• **PROMPT**:
Output each line of the material exactly as it stands.

━━━━━━━━

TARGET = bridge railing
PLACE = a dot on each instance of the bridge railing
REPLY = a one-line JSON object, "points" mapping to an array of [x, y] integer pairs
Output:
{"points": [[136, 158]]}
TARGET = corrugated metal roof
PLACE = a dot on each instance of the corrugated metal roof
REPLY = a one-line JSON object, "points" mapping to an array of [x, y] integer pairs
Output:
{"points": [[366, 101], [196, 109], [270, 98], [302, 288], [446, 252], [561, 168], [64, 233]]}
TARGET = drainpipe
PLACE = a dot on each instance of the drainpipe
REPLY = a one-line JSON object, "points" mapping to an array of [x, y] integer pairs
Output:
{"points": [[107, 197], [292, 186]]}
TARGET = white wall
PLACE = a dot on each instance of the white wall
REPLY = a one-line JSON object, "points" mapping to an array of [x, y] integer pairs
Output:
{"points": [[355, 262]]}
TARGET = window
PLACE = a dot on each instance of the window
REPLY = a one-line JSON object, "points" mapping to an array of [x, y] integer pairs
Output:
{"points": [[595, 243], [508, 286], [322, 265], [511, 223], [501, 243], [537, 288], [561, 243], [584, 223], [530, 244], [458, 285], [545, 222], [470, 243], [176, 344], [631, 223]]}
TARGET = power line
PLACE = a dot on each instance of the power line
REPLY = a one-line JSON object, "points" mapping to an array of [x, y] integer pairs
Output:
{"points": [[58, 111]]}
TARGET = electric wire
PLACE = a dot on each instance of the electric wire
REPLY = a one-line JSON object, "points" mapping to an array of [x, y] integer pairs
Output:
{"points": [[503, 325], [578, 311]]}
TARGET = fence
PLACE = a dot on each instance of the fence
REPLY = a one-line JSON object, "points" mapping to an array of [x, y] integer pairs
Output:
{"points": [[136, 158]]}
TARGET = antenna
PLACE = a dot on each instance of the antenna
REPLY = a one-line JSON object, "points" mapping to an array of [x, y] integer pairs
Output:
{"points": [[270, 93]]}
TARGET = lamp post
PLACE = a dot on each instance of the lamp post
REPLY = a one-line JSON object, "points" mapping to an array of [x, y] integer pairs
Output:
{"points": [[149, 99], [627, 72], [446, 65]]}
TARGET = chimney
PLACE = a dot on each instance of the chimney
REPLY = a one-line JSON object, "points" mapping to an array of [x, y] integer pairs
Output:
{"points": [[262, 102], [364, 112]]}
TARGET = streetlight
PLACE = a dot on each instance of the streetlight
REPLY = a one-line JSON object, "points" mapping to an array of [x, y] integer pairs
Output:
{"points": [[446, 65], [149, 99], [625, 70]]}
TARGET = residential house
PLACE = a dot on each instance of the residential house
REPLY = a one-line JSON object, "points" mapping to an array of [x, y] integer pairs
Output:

━━━━━━━━

• **THE RESPONSE**:
TARGET = bridge railing
PLACE = a dot on each instance of the bridge railing
REPLY = a one-line JSON object, "points" mapping to an array of [x, y] integer pairs
Output:
{"points": [[136, 158]]}
TARGET = corrugated metal roof
PLACE = a dot on each instance of the corrugated metal roof
REPLY = a one-line JSON object, "points" mapping to an array of [x, y] integer pairs
Output:
{"points": [[366, 101], [196, 109], [270, 98], [302, 288], [446, 252], [561, 168], [64, 233]]}
TARGET = drainpipe
PLACE = a dot on each instance of the drainpipe
REPLY = a one-line JSON object, "points" mapping to an array of [x, y] integer pairs
Output:
{"points": [[107, 197], [292, 186]]}
TARGET = white wall
PLACE = a dot on each instance of the white wall
REPLY = a one-line JSON object, "points" mapping to an array of [x, y] integer pairs
Output:
{"points": [[355, 262]]}
TARGET = window
PLACE = a dot on each instance of the window
REPLY = a one-line JSON object, "points" mapping to an array of [x, y] integer pairs
Output:
{"points": [[595, 243], [508, 286], [322, 265], [511, 223], [501, 243], [537, 288], [561, 243], [584, 223], [530, 244], [458, 285], [545, 222], [470, 243], [176, 344], [631, 223]]}
TARGET = power line
PLACE = a dot on each instance of the power line
REPLY = a one-line JSON object, "points" mapping to an array of [x, y] integer pairs
Output:
{"points": [[58, 111]]}
TARGET = electric wire
PLACE = a dot on each instance of the electric wire
REPLY = a one-line JSON object, "points" mapping to an array of [x, y] integer pairs
Output:
{"points": [[503, 325], [578, 311]]}
TARGET = fence
PLACE = a dot on each instance of the fence
REPLY = a one-line JSON object, "points" mapping to an array of [x, y] integer pairs
Output:
{"points": [[136, 158]]}
TARGET = antenna
PLACE = a dot on each instance of the antenna
REPLY = a one-line JSON object, "points" mapping to an array of [x, y] integer pairs
Output:
{"points": [[270, 93]]}
TARGET = lamp post
PLACE = a dot on each instance of the lamp post
REPLY = a one-line JSON object, "points" mapping to an array of [x, y] integer pairs
Output:
{"points": [[149, 99], [627, 72], [446, 65]]}
TARGET = chimney
PLACE = a dot on each instance of the chimney
REPLY = a one-line JSON object, "points" mapping to an array of [x, y] integer pairs
Output:
{"points": [[262, 102], [364, 112]]}
TARGET = streetlight
PLACE = a dot on each instance of the streetlight
REPLY = a one-line JSON object, "points" mapping to an array of [x, y] integer pairs
Output:
{"points": [[446, 65], [149, 99], [625, 70]]}
TARGET = residential house
PLACE = a dot on each instance of the residential house
REPLY = a one-line JSON object, "points" mapping to an array of [x, y] integer pairs
Output:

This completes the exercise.